_과제 목표_
아래 목록 전체를 빈 줄은 빼고 한 줄당 문자열 하나씩 담긴 JSON 리스트로 바꿔 주시겠어요? 이미지는 답에 넣지 마세요.

_목록 발췌_
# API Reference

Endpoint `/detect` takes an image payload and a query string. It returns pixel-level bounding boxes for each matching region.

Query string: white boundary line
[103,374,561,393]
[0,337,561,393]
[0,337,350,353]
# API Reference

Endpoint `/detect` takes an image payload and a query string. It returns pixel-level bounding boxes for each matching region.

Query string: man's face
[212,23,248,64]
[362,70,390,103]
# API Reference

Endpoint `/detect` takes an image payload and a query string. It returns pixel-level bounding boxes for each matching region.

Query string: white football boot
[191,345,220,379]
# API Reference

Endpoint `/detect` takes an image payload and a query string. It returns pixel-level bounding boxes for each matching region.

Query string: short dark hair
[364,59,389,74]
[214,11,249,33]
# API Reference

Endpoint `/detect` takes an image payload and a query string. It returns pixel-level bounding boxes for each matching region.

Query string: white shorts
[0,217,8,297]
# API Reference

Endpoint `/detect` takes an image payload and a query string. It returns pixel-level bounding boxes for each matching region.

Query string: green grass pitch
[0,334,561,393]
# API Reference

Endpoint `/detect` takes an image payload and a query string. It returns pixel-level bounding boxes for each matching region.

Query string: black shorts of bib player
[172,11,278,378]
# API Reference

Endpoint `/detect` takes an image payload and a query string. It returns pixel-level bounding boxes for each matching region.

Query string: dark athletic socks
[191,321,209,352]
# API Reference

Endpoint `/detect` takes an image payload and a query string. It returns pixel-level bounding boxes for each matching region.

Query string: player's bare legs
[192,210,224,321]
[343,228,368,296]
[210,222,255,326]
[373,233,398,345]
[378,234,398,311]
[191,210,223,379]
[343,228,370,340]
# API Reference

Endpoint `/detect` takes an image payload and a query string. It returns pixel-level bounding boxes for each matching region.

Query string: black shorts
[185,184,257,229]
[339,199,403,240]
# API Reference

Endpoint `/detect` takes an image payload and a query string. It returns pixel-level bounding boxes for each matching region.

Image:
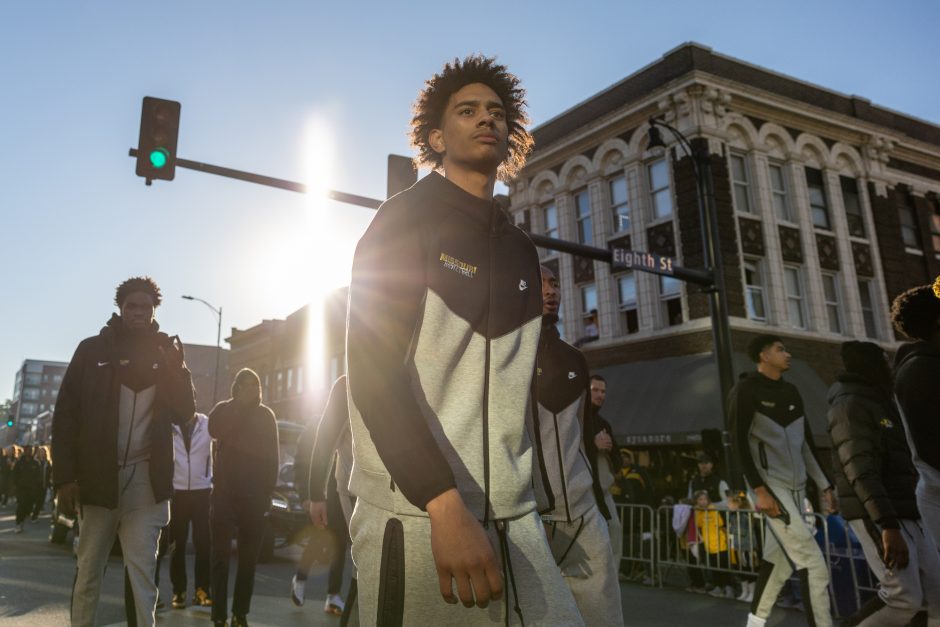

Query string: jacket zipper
[552,412,571,523]
[483,215,496,528]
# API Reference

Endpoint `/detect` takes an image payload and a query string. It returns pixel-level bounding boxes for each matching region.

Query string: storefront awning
[593,353,829,446]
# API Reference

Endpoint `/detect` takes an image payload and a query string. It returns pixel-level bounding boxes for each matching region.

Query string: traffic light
[137,96,180,185]
[386,155,418,198]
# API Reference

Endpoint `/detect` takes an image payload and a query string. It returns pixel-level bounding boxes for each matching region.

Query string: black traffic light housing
[137,96,180,185]
[386,155,418,198]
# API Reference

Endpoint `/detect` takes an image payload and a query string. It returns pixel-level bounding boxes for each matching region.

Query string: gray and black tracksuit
[209,399,278,621]
[538,315,623,626]
[347,173,582,627]
[729,372,832,627]
[829,372,940,627]
[52,315,195,626]
[894,342,940,546]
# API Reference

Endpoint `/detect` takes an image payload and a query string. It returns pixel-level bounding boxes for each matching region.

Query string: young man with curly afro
[347,56,583,627]
[52,277,195,627]
[891,277,940,546]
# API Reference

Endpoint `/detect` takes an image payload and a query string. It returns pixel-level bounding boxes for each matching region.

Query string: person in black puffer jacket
[829,342,940,626]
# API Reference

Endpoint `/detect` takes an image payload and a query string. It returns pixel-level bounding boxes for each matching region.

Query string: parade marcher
[209,368,278,627]
[537,266,623,626]
[52,277,195,627]
[12,446,42,533]
[168,413,212,609]
[729,335,835,627]
[891,277,940,546]
[306,375,359,626]
[347,56,583,627]
[590,374,626,577]
[30,446,52,522]
[829,342,940,627]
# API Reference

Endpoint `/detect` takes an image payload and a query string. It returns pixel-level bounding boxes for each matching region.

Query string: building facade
[4,359,68,444]
[510,43,940,458]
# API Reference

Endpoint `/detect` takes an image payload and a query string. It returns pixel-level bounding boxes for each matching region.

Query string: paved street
[0,506,806,627]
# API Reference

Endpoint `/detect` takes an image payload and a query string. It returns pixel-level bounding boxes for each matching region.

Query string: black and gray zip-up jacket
[729,372,832,491]
[829,372,920,529]
[894,341,940,502]
[538,315,610,522]
[346,173,543,521]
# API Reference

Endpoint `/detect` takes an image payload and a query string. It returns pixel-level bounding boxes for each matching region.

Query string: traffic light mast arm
[128,148,382,209]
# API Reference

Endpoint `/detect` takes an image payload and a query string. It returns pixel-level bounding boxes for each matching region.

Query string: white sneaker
[290,575,307,607]
[323,594,346,616]
[746,614,767,627]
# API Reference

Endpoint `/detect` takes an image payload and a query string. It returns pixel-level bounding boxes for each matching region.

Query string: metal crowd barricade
[617,505,878,618]
[617,503,656,580]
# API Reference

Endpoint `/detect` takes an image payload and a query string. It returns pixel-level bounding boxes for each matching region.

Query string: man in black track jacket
[52,277,195,626]
[347,56,583,627]
[829,342,940,627]
[729,335,834,627]
[538,266,623,626]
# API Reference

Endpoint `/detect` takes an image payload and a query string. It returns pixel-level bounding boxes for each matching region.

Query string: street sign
[610,248,677,276]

_작성 답안_
[
  "# API Reference",
  "Endpoint `/detect` takes an image payload and a query string. It returns pixel-level bounding boxes for each matching region.",
  "Query string: white boundary line",
  "[103,374,561,393]",
  "[0,337,561,393]",
  "[0,337,350,353]",
  "# API Reference",
  "Endpoint `/detect` takes an image payload and a query string. It returns pixel-level bounding boxes for each matching region.",
  "Query string: man's face",
  "[212,23,248,64]",
  "[362,70,390,103]",
  "# API Reference",
  "Endpoint `/detect` takes an image payload and a query string. It returns pixel-level bounding boxes for each matching region.",
  "Query string: white football boot",
  "[191,345,220,379]",
  "# API Reference",
  "Endpoint `/detect` takes an image payload and a query string. It returns pixel-level bounding boxes for each matching region.",
  "Query string: short dark hair",
  "[364,59,389,74]",
  "[214,11,249,33]",
  "# API Reference",
  "Endpoint `/detect` takes an image payload and a query string. It returns pixel-level bounding boxes for each matching region.",
  "Query string: white shorts",
  "[0,217,8,297]",
  "# API Reference",
  "Endpoint `/detect` takes an image payload and a query string. It returns pixel-level bounding boxes for each matching region.",
  "Query string: green grass pitch",
  "[0,334,561,393]",
  "# API Reference",
  "Endpoint `/detect` takes an image payload and a query string. It returns pixel-level bounding boxes for each matching region.",
  "Query string: black shorts of bib player",
  "[172,11,278,378]",
  "# API Reference",
  "Endpoint `/detect` takes an image payload and a query string. It returns pixel-level bounding boxes for each matching region.",
  "Query string: dark athletic socks",
  "[191,321,209,352]",
  "# API Reference",
  "Endpoint `/detect` takes an image payload and a query string. It returns pixel-level bounding boxes for each matching region.",
  "Query string: player's bare legs",
  "[192,210,224,321]",
  "[343,228,368,296]",
  "[210,222,255,326]",
  "[373,233,398,345]",
  "[378,234,398,311]",
  "[191,210,223,379]",
  "[343,228,370,340]",
  "# API Reference",
  "Endpoint `/detect` takes an image payload and a query string. It returns pixel-level bounding boxes for each matching region.",
  "Query string: black shorts",
  "[185,184,257,229]",
  "[339,199,403,240]",
  "# API Reference",
  "Endpoint `/detect` takes an image payload and a query string. It returns pixel-level bounding boxes for each matching region.",
  "Image:",
  "Query string: jacket zipper",
  "[552,412,571,523]",
  "[483,215,496,528]",
  "# API Reference",
  "Endpoint `/detect` takes an image payload and a query string. It returns pixel-level bounding boxes for each matching region.",
  "Query string: storefront awning",
  "[593,353,829,446]",
  "# API Reference",
  "Endpoint `/detect` takes an image payload and a query string. It returns pixel-level bounding boxes for each matching region.",
  "Query string: traffic light",
  "[137,96,180,185]",
  "[386,155,418,198]",
  "# API Reference",
  "Endpoint `/detect` takes an image payload and a query string. It returns pixel-level bounding boxes for each matching region.",
  "Query string: black traffic light housing",
  "[137,96,180,185]",
  "[386,155,418,198]",
  "# API Reference",
  "Endpoint `/detect` takes an image payload and a query string. It returns pixel-level bounding boxes for each matching region.",
  "Query string: gray and black tracksuit",
  "[209,399,278,621]",
  "[538,315,623,626]",
  "[347,173,582,627]",
  "[729,372,832,627]",
  "[829,372,940,627]",
  "[52,315,195,626]",
  "[894,342,940,546]",
  "# API Reference",
  "Endpoint `/detect` takes an image payload and a query string. It returns pixel-level bounding boxes for each matching region.",
  "Query string: young man with curly afro",
  "[347,56,583,627]",
  "[52,277,195,627]",
  "[891,277,940,546]",
  "# API Reference",
  "Endpoint `/detect` takes an image payload and a query string. It returns pixel-level bounding boxes for each matching region.",
  "Query string: person in black puffer jacket",
  "[829,342,940,626]",
  "# API Reference",
  "Endpoint `/detect` takes an image payload and a query string. It returns pixel-level bounding boxes for each matching region.",
  "Query string: parade marcher",
  "[209,368,278,627]",
  "[537,266,623,626]",
  "[52,277,195,627]",
  "[12,446,42,533]",
  "[168,413,212,609]",
  "[729,335,835,627]",
  "[891,277,940,546]",
  "[306,375,359,626]",
  "[347,56,583,627]",
  "[590,374,626,577]",
  "[30,446,52,522]",
  "[829,342,940,627]",
  "# API Reference",
  "Endpoint `/detect` takes an image payload and a query string. It returns pixel-level bounding boxes for each matching region.",
  "Query string: building facade",
  "[4,359,68,444]",
  "[510,43,940,458]",
  "# API Reference",
  "Endpoint `/detect` takes an image payload and a query string. It returns pixel-level bounding boxes for each matching region.",
  "Query string: paved street",
  "[0,506,806,627]",
  "# API Reference",
  "Endpoint `/detect` takes an image payload and a query string. It returns pixel-level bounding boxes for each matching region.",
  "Query string: black and gray zip-up jacket",
  "[729,372,832,491]",
  "[829,372,920,529]",
  "[894,341,940,502]",
  "[538,315,610,522]",
  "[346,173,543,521]",
  "# API Reference",
  "Endpoint `/detect` takes an image payload and a query string. It returns pixel-level bounding boxes for each matching region.",
  "Query string: traffic light mast arm",
  "[128,148,382,209]",
  "# API Reference",
  "Endpoint `/detect` takes an image payload and a query string. It returns pixel-level bounding boxes for each matching region.",
  "Query string: white sneaker",
  "[290,575,307,607]",
  "[323,594,346,616]",
  "[746,614,767,627]",
  "# API Reference",
  "Endpoint `/detect` takes an image payload and a query string. It returns pixel-level bounding boxes for each matching region.",
  "Query string: metal crowd barricade",
  "[617,505,878,618]",
  "[617,503,656,580]",
  "# API Reference",
  "Endpoint `/detect` takes an image payload and a query string. It returns pixel-level bounding boxes for each matching region.",
  "Query string: man in black track jacket",
  "[52,277,195,626]",
  "[347,56,583,627]",
  "[829,342,940,627]",
  "[729,335,834,627]",
  "[538,266,623,626]",
  "# API Reference",
  "Endpoint `/detect` takes an image payload and a query string. It returns pixel-level bounding boxes for each matching region.",
  "Query string: street sign",
  "[610,248,677,276]"
]